━━ PROVIDED TEXT ━━

HDInsight Essentials, Second Edition (2015)
Chapter 4. Administering Your HDInsight Cluster
In the previous chapter, we looked at how to manage an HDInsight cluster using the Azure management portal. In this chapter, we will review how to access and manage the cluster using a remote desktop connection. We will cover the following topics:
· Monitoring cluster health
· Name Node status
· Yarn application status
· Azure storage management
· Azure PowerShell
Monitoring cluster health
To ensure that development has a stable Hadoop environment, the operations team should have visibility of the cluster status, including the health of various services in a programmatic manner. This section discusses how to monitor an HDInsight cluster using remote connection to the head node in detail. From the HDInsight CONFIGURATION page, you can download the RDP file to connect to the head node remotely.

━━━
━━ DATA EXCERPTS ━━

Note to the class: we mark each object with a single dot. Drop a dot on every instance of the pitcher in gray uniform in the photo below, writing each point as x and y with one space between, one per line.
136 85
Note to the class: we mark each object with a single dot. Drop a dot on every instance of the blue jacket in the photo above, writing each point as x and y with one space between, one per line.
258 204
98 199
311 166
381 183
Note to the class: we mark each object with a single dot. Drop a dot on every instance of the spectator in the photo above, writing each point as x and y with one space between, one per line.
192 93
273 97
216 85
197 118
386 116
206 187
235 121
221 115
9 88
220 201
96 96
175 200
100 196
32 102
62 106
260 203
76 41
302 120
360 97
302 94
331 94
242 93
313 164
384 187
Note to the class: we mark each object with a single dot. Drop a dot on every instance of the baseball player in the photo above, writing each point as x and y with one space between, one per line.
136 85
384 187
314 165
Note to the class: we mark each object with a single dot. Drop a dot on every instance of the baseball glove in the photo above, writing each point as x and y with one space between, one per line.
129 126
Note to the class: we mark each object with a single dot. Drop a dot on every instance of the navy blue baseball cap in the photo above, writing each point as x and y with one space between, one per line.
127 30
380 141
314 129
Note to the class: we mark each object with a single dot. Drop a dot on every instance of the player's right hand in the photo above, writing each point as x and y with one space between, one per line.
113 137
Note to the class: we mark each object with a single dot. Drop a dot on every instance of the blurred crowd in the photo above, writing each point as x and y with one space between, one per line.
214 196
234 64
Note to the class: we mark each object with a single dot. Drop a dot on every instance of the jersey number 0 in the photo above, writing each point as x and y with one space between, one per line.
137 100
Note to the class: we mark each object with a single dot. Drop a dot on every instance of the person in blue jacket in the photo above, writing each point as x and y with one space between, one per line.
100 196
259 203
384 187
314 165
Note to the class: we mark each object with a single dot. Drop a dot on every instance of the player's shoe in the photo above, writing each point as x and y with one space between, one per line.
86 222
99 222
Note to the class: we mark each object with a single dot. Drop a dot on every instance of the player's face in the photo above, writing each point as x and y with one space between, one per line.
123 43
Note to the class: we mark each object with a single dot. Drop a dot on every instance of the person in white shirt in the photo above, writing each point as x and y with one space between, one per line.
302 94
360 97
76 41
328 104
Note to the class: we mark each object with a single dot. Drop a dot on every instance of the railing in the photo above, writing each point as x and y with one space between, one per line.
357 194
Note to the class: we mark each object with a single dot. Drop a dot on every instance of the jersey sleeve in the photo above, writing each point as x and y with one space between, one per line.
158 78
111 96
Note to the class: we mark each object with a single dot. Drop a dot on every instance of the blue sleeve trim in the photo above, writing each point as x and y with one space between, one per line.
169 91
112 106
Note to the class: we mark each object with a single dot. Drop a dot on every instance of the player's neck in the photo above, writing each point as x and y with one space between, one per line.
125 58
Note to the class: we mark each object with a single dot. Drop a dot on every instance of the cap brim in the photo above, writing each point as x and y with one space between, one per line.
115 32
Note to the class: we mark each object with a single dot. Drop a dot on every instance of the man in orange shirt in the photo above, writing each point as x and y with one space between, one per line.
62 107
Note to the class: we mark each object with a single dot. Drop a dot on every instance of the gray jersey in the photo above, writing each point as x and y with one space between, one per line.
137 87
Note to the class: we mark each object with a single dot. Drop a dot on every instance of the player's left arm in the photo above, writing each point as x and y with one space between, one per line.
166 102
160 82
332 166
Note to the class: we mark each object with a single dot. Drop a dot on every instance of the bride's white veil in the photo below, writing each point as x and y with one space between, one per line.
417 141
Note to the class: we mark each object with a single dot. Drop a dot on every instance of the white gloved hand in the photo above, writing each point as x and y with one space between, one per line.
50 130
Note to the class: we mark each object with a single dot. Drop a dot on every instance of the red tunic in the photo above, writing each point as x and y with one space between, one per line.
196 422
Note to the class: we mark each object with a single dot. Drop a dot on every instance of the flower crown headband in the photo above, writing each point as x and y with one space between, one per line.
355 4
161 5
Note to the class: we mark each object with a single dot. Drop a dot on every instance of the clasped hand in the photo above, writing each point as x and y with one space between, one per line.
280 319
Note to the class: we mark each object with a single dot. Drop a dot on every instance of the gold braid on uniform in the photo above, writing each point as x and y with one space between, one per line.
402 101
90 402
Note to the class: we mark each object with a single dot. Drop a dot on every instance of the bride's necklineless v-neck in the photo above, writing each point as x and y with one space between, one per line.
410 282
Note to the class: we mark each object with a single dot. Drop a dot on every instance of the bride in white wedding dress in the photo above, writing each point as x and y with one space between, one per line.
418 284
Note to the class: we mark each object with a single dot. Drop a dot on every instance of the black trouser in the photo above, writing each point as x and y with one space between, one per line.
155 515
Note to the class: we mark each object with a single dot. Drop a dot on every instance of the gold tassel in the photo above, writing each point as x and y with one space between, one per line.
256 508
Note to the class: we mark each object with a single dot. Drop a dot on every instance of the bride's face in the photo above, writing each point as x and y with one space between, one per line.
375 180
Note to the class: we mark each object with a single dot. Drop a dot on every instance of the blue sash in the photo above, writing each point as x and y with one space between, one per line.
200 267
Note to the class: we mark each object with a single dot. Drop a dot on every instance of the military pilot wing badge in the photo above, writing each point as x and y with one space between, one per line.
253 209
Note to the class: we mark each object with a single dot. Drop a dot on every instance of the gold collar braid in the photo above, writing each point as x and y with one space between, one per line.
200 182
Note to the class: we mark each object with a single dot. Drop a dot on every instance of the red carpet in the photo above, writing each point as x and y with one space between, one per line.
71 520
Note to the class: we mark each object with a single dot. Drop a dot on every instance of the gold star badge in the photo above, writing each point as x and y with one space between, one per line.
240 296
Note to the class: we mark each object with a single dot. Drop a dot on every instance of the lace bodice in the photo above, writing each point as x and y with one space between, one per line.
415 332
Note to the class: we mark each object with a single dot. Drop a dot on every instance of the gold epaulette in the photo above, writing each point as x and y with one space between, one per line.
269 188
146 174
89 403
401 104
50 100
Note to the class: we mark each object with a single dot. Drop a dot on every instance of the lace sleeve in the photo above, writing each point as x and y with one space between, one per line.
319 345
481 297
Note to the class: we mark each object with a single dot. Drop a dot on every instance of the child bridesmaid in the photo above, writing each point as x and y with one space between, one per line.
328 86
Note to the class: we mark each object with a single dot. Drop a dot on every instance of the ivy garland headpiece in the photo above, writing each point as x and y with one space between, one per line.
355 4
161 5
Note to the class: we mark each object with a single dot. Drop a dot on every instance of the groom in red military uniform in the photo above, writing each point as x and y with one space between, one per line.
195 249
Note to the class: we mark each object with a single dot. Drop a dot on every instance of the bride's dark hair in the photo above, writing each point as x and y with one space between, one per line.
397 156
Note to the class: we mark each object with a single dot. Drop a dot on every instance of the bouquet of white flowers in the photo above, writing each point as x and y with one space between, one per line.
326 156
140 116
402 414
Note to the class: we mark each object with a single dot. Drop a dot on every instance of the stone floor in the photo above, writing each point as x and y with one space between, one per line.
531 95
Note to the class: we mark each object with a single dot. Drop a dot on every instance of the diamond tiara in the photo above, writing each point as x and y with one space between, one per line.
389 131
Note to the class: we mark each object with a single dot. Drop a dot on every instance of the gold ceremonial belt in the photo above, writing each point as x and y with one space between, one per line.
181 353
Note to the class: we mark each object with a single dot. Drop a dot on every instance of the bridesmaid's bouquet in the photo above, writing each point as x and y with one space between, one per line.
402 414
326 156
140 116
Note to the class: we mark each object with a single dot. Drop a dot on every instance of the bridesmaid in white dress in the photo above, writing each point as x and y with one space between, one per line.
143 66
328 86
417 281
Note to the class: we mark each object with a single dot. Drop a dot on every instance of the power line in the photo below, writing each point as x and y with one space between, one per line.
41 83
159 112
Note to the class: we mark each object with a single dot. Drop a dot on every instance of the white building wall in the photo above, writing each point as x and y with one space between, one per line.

━━━

■ PROBLEM REQUIREMENTS: In the HDInsight text, shorten the paragraph beginning "To ensure that development has a stable Hadoop environment" while keeping its main facts. The rows are separate material and are not connected to the HDInsight text.

■ SOLUTION TO THE PROBLEM: So that development has a stable Hadoop environment, the operations team needs programmatic visibility of the cluster's status and the health of its services. This section explains how to monitor an HDInsight cluster through a remote connection to the head node. The RDP file for that connection can be downloaded from the HDInsight CONFIGURATION page.